● Problem requirements:
List each line from the items below that contains the word "tower".

● Record excerpts:

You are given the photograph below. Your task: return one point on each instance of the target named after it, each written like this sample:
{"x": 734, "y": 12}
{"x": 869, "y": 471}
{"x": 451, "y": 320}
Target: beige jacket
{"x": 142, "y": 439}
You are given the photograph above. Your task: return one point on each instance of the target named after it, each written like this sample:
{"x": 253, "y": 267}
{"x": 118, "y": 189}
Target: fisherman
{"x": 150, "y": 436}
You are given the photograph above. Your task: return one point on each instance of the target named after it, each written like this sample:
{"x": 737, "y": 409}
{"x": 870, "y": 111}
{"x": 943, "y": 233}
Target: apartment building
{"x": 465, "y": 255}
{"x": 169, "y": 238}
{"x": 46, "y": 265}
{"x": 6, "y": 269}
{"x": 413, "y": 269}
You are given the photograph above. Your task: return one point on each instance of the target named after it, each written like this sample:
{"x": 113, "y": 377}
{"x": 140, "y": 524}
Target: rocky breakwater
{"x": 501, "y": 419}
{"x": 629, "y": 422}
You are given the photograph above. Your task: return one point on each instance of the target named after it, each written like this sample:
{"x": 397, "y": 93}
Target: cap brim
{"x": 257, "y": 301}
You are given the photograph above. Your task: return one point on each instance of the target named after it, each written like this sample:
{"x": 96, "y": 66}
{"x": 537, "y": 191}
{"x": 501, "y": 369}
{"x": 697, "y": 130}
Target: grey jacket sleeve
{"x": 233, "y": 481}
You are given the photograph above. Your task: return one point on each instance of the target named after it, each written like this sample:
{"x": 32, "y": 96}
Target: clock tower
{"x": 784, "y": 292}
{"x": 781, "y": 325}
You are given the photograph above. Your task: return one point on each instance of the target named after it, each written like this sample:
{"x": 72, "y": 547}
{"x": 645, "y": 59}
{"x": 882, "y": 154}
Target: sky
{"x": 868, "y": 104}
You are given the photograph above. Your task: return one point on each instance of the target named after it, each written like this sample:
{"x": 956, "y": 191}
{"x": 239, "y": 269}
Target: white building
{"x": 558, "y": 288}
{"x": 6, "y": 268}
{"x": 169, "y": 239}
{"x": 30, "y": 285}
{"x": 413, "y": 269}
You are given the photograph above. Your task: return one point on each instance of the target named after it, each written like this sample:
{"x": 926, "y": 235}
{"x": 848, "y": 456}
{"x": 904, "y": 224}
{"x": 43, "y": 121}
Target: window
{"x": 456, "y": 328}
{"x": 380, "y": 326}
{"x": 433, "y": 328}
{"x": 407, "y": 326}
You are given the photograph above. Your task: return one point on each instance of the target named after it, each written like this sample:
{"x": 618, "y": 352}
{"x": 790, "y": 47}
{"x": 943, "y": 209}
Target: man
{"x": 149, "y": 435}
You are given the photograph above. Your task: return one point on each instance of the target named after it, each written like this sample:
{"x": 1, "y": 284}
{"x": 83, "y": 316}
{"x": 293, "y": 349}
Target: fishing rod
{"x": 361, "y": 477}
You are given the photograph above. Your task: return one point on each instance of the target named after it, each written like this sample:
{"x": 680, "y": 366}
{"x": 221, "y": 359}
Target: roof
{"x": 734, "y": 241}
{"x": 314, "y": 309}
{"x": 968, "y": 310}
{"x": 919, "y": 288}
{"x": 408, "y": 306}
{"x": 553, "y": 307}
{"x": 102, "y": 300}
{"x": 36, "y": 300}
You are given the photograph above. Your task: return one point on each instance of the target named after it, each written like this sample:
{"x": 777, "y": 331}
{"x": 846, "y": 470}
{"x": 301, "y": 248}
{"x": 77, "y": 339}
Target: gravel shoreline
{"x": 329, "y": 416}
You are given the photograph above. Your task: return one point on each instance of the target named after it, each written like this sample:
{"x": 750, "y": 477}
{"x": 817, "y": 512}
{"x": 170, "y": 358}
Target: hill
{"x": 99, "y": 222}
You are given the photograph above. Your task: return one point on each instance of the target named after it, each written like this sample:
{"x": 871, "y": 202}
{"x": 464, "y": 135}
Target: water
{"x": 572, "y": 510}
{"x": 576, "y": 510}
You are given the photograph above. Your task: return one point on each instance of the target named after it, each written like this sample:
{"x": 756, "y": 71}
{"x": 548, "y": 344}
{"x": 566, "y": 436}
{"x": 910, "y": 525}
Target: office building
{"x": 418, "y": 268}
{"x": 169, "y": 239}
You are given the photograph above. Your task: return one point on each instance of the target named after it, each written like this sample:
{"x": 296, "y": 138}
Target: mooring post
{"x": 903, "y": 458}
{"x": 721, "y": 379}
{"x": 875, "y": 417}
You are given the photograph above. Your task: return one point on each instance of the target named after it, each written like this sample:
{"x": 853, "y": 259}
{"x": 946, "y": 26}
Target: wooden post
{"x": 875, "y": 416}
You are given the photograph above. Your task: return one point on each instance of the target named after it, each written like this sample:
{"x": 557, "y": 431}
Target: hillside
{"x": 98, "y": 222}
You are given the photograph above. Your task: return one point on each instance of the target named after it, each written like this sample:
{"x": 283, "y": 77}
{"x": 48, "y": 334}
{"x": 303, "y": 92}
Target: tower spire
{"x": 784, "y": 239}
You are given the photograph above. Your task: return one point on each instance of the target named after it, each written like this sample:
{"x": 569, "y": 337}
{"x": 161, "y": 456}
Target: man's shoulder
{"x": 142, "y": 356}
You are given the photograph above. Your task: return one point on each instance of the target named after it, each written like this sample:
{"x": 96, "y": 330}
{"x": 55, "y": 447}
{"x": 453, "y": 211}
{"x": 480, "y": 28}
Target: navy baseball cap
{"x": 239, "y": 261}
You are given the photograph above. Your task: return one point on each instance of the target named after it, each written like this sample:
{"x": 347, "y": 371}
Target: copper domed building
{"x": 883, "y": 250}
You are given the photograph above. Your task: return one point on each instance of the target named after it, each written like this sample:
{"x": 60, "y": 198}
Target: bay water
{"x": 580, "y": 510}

...

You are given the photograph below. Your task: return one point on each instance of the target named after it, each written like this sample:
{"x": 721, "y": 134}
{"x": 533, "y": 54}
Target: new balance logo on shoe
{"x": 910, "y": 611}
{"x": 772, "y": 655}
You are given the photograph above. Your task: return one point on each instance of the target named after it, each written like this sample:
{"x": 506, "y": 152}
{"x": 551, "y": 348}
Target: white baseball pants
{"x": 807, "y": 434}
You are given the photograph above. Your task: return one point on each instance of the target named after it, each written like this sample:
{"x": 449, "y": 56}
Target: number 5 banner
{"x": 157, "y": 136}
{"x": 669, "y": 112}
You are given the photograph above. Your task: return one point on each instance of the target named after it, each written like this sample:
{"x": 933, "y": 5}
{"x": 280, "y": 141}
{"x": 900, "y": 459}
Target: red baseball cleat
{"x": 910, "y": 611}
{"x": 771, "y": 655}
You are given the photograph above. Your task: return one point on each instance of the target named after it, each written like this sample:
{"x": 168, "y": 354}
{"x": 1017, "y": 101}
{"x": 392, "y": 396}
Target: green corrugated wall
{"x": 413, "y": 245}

● Exercise solution:
Target: clock tower
Target: tower spire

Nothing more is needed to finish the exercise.